- [TEXT BLOCK]:
□ □ □ □ □ □ □

A big part of this class is focused on leadership and leading your team through uncertainty. You project authority and subject matter expertise that may even belie your experience. When I asked a room full of artists, albeit now in administrative positions, whether they were familiar with the term cadence, it was the first time they doubted my sensibilities! “Trust us, we know how to hold a beat,” they exclaimed.

The beat can either be an eloquently mixed house track that quietly eases its way into your life, as if it was always there, in tune with your breath, your gait, perhaps even your disposition. Or it can be a memorable event, one that takes you to a place, for a moment, an instance, etched in some way into your memory, to be nostalgically recalled from time to time.

We were sitting in one of our final meetings with most of the team, discussing the project, what worked, what did not. How could we create sustainability? How could we infuse design thinking into our daily work lives? How could we share it with others in the organization? It was telling that, even though we weren’t ‘brainstorming’, several team members ‘yes anded’ when replying to each others’ suggestions. Our eyes caught. It was a very happy moment for both Indya and I. At some level, some part of the beat was now part of them.

□ □ □ □ □ □ □

- [EXTRACTED ENTRIES]:
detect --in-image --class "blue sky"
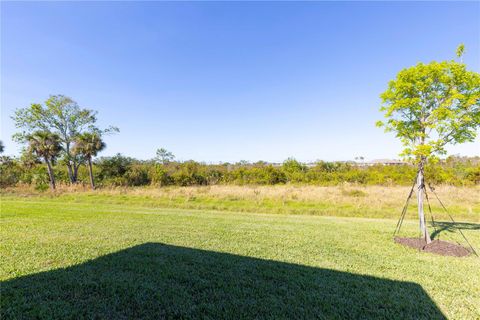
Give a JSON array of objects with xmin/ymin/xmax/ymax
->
[{"xmin": 0, "ymin": 2, "xmax": 480, "ymax": 162}]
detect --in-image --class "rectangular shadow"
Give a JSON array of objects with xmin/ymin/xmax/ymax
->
[{"xmin": 0, "ymin": 243, "xmax": 446, "ymax": 319}]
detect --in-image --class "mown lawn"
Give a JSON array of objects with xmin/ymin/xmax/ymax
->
[{"xmin": 0, "ymin": 195, "xmax": 480, "ymax": 319}]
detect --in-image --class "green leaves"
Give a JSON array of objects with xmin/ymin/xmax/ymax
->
[{"xmin": 377, "ymin": 52, "xmax": 480, "ymax": 162}]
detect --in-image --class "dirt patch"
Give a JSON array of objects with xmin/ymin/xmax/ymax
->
[{"xmin": 395, "ymin": 237, "xmax": 471, "ymax": 257}]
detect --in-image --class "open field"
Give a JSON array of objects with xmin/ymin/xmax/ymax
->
[{"xmin": 0, "ymin": 191, "xmax": 480, "ymax": 319}]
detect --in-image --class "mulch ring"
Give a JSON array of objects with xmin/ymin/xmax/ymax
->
[{"xmin": 395, "ymin": 237, "xmax": 471, "ymax": 257}]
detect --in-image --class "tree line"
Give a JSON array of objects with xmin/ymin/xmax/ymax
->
[{"xmin": 0, "ymin": 150, "xmax": 480, "ymax": 190}]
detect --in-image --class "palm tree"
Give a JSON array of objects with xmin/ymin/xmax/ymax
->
[
  {"xmin": 73, "ymin": 132, "xmax": 107, "ymax": 190},
  {"xmin": 27, "ymin": 131, "xmax": 62, "ymax": 190}
]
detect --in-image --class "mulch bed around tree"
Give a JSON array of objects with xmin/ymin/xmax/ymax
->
[{"xmin": 395, "ymin": 237, "xmax": 471, "ymax": 257}]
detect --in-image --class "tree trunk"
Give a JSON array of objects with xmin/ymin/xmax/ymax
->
[
  {"xmin": 417, "ymin": 159, "xmax": 432, "ymax": 244},
  {"xmin": 88, "ymin": 158, "xmax": 95, "ymax": 190},
  {"xmin": 67, "ymin": 164, "xmax": 75, "ymax": 183},
  {"xmin": 45, "ymin": 157, "xmax": 55, "ymax": 190},
  {"xmin": 72, "ymin": 162, "xmax": 81, "ymax": 183}
]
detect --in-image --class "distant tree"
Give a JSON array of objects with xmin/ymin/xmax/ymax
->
[
  {"xmin": 155, "ymin": 148, "xmax": 175, "ymax": 164},
  {"xmin": 12, "ymin": 95, "xmax": 119, "ymax": 183},
  {"xmin": 26, "ymin": 131, "xmax": 62, "ymax": 190},
  {"xmin": 73, "ymin": 132, "xmax": 106, "ymax": 190},
  {"xmin": 377, "ymin": 45, "xmax": 480, "ymax": 243}
]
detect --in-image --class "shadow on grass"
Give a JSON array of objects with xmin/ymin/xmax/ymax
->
[
  {"xmin": 430, "ymin": 221, "xmax": 480, "ymax": 238},
  {"xmin": 1, "ymin": 243, "xmax": 445, "ymax": 319}
]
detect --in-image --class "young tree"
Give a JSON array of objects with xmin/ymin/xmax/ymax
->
[
  {"xmin": 73, "ymin": 132, "xmax": 106, "ymax": 190},
  {"xmin": 12, "ymin": 95, "xmax": 119, "ymax": 183},
  {"xmin": 377, "ymin": 47, "xmax": 480, "ymax": 243},
  {"xmin": 155, "ymin": 148, "xmax": 175, "ymax": 164},
  {"xmin": 26, "ymin": 131, "xmax": 62, "ymax": 190}
]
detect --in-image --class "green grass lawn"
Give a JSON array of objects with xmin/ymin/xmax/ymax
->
[{"xmin": 0, "ymin": 195, "xmax": 480, "ymax": 319}]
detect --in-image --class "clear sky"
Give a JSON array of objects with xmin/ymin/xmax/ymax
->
[{"xmin": 1, "ymin": 1, "xmax": 480, "ymax": 162}]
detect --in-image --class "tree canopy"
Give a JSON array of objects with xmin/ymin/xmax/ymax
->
[
  {"xmin": 12, "ymin": 95, "xmax": 119, "ymax": 182},
  {"xmin": 377, "ymin": 46, "xmax": 480, "ymax": 159}
]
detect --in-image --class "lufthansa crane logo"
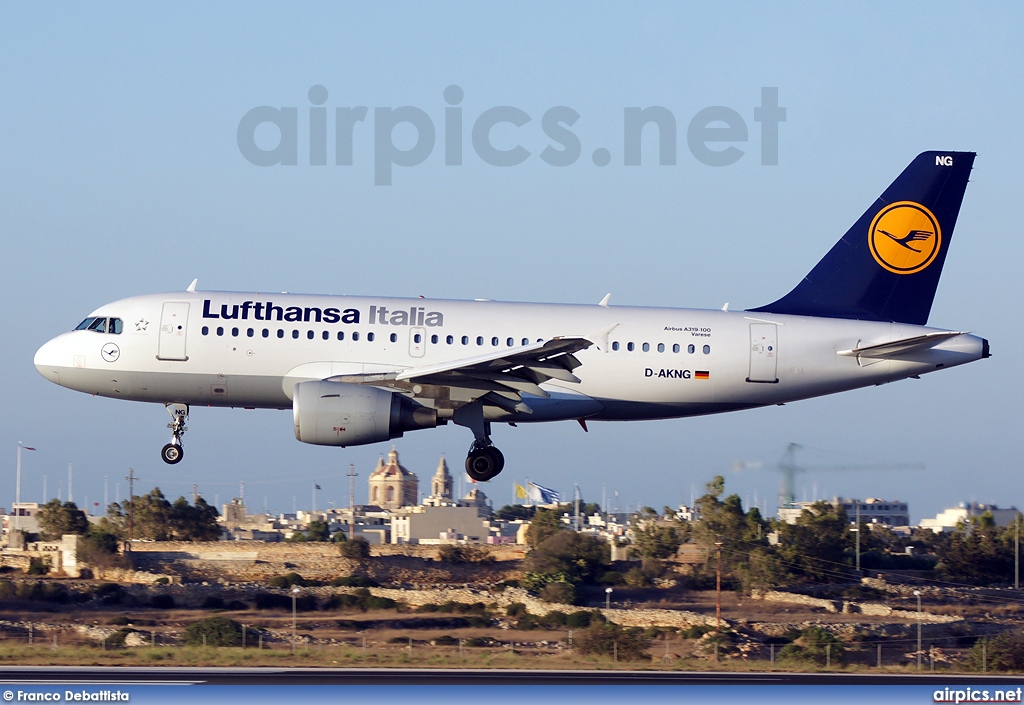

□ □ □ □ □ □ □

- [STATED PROBLEM 1]:
Do these statements agree with the cadence passage? Answer yes or no for each and quote the words that decide it.
(a) The artists claimed they knew how to hold a beat.
(b) The final meeting was a brainstorming session.
(c) The whole team attended the final meeting.
- [STATED PROBLEM 2]: Can you pick up the cadence passage after its last sentence and keep it going?

- [RESULT 1]:
(a) Yes: "Trust us, we know how to hold a beat,"
(b) No: "even though we weren’t ‘brainstorming’"
(c) No: "with most of the team"

- [RESULT 2]:
Final Thoughts

Would I consider the project a success or a failure? I would say that we failed, but that failure is necessary. Without it, have we truly pushed any boundaries? The difference is that nine months ago, I would have done my utmost to hide that fact. Today I state it clearly such that I, and maybe even others, may iterate off our learnings. We fail fast, we learn, we improve. ‘Ta da!’

Our team has begun to embrace failure, yet I fear our natural inclination is to dip our toe in the water, rather than take the plunge. The journey continues. Cadence is maintained. A super talented, diverse, and passionate d.Opera design squad lives on. Let’s see where they will go.

The uncertainty that was May 2016 seems but a distant memory of a younger less mature Ravindra version 29 point 0. Travel, experiencing the uncertainty of life, and making friends with the unknown breeds a perspective that is simultaneously casual, liberating, and enabling. There is no try, only do.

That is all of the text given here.